Supplied material
+ + + + +

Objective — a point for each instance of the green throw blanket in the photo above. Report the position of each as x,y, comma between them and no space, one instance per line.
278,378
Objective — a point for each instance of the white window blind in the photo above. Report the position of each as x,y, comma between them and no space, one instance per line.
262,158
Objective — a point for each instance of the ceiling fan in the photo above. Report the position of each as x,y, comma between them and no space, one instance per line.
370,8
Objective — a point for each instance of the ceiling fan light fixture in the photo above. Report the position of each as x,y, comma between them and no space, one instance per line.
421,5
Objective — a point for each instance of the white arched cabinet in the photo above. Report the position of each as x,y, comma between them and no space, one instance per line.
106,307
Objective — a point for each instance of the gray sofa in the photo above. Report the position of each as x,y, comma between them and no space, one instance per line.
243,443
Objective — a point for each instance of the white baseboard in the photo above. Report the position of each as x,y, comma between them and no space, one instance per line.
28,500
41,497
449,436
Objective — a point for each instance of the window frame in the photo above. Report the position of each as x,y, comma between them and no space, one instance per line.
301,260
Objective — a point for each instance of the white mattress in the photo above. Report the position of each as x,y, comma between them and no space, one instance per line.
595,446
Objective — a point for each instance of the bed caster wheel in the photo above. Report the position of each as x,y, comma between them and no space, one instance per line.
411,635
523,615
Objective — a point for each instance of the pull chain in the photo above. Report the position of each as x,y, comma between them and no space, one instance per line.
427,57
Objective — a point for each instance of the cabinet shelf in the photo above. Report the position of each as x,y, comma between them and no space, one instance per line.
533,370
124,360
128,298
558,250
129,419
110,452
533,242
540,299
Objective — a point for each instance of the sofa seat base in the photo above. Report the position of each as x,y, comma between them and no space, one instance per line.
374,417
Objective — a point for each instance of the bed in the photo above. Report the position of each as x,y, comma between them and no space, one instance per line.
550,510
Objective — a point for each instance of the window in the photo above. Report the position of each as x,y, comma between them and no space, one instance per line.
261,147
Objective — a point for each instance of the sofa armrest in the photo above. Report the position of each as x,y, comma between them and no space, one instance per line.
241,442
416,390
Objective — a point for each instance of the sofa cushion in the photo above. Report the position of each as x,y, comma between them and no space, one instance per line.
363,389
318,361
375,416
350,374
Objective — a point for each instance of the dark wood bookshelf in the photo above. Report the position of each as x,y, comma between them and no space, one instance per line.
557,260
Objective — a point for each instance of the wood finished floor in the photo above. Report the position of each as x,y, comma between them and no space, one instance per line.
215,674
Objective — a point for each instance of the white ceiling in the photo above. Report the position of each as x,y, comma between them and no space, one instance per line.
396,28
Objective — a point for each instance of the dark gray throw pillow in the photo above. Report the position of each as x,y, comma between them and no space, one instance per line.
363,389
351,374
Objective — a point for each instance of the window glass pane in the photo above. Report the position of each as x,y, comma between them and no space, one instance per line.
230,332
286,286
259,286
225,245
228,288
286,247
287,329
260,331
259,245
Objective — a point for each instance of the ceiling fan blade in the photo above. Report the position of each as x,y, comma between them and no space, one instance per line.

+ + + + +

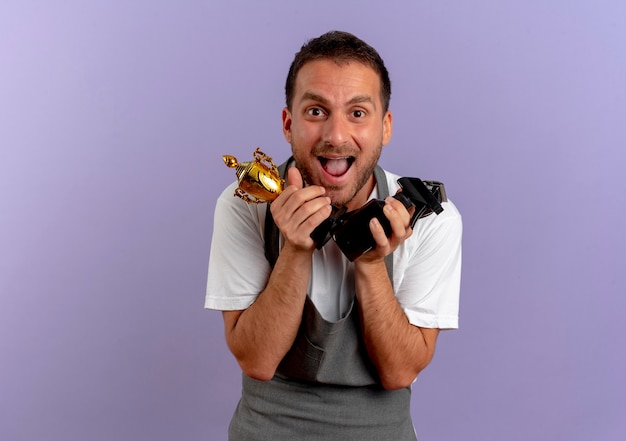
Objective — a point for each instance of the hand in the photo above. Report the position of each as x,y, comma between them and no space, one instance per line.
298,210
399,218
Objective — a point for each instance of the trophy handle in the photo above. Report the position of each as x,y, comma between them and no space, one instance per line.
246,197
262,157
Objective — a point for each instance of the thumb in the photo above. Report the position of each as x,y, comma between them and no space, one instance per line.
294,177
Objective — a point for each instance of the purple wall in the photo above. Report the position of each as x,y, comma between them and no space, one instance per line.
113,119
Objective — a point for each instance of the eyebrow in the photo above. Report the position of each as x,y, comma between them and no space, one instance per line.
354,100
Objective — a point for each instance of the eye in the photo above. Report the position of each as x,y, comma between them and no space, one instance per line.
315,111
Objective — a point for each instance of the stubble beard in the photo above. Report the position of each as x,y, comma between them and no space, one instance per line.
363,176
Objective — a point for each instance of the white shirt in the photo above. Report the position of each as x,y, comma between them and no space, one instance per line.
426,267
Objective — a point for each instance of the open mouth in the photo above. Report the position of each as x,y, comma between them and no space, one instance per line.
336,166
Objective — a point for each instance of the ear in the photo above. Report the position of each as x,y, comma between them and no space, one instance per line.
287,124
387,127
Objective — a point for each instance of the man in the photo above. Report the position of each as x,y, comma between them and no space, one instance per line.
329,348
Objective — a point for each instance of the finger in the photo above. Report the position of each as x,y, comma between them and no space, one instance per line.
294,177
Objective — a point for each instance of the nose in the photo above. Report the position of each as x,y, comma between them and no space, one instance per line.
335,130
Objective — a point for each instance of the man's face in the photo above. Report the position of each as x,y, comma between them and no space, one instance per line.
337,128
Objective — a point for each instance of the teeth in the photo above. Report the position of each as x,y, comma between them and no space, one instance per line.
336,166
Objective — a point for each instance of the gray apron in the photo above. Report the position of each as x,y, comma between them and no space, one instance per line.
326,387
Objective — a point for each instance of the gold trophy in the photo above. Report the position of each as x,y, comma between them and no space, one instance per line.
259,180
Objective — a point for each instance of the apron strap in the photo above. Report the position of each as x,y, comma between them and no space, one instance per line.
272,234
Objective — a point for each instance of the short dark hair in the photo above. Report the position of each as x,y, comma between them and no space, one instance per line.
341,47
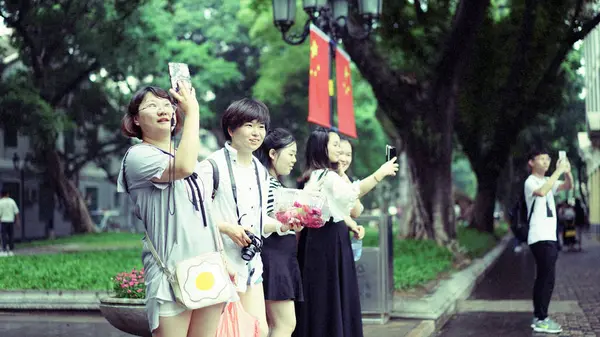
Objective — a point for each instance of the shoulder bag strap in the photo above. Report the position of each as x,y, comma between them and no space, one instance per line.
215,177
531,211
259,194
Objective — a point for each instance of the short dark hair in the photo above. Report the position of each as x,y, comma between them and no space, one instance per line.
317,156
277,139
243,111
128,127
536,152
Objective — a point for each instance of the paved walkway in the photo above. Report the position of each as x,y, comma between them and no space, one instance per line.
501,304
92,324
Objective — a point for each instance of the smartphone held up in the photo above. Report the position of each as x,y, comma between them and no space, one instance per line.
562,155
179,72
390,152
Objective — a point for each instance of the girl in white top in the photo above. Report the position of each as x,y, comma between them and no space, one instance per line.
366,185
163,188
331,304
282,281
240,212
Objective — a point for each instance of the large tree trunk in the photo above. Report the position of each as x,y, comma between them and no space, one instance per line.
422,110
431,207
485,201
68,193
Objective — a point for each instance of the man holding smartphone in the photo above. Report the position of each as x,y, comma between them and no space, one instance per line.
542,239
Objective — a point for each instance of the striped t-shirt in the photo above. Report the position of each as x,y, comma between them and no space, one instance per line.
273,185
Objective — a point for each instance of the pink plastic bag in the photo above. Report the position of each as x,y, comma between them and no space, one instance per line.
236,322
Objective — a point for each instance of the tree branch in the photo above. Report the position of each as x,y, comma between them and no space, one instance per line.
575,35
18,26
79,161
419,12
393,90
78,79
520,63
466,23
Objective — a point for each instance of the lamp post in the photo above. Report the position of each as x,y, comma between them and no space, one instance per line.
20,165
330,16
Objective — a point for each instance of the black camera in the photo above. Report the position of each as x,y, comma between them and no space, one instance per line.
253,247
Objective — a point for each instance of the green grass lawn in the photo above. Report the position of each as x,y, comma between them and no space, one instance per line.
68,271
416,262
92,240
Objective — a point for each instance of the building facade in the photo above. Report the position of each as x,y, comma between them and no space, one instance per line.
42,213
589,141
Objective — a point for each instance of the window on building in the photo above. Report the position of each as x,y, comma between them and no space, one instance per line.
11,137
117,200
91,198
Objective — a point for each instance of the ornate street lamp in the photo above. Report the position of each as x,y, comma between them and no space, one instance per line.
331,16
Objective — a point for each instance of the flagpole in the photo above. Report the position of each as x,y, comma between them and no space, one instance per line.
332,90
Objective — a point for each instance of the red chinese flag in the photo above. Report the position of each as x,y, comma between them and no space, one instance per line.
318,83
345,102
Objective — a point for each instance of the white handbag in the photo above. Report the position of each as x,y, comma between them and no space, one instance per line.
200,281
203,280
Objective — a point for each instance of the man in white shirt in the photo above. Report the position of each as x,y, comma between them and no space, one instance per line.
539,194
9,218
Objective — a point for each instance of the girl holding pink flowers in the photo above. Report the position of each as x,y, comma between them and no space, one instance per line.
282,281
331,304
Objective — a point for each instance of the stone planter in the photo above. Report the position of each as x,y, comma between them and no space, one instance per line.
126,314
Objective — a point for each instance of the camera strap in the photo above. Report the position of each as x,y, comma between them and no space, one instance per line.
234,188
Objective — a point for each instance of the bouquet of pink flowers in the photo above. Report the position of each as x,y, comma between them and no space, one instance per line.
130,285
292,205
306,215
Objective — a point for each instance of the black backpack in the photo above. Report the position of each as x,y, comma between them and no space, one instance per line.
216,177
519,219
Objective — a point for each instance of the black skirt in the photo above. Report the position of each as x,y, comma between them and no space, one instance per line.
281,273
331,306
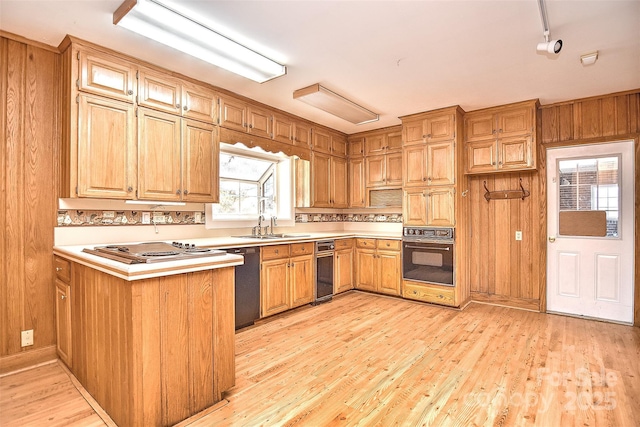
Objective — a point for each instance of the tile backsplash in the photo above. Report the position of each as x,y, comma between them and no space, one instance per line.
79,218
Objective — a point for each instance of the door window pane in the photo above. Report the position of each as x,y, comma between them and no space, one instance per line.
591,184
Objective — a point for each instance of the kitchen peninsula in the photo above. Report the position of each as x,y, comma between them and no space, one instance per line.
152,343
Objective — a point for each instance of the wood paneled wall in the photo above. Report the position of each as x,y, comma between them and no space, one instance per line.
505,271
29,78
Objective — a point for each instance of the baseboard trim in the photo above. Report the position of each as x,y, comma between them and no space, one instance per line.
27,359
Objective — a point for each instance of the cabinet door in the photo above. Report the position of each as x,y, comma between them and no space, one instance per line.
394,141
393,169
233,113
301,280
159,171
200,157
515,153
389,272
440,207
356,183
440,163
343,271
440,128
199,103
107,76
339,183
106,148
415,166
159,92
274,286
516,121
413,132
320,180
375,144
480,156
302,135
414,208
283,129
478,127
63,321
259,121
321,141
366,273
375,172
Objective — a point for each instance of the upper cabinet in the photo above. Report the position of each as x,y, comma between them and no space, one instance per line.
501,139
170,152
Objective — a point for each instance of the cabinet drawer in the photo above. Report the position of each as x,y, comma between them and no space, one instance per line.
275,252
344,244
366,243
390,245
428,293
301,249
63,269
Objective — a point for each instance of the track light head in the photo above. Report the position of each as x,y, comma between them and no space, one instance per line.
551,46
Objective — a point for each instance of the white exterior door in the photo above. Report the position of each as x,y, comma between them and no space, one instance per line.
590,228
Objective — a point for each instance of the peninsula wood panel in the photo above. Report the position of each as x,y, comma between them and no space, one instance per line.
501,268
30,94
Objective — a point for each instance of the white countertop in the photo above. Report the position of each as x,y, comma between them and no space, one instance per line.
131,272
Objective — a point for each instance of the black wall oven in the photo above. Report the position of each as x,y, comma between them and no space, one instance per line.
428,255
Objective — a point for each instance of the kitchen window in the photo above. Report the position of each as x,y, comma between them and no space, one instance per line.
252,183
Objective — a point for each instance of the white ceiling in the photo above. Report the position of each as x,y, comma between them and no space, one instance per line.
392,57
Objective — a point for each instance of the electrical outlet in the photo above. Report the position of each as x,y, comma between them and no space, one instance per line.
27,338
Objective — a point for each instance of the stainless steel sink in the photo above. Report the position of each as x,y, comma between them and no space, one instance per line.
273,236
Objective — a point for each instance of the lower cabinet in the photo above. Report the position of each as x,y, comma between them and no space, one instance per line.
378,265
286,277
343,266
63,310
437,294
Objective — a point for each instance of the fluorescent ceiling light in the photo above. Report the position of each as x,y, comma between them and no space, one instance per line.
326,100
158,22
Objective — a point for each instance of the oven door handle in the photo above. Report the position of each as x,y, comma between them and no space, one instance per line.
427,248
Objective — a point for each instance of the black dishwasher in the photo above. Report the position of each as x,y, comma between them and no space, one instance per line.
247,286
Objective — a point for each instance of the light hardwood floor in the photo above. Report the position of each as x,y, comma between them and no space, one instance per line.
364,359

+ + + + +

Exercise description
Count the lines of the material above that contain the word "oven" and give only that number.

Full response
2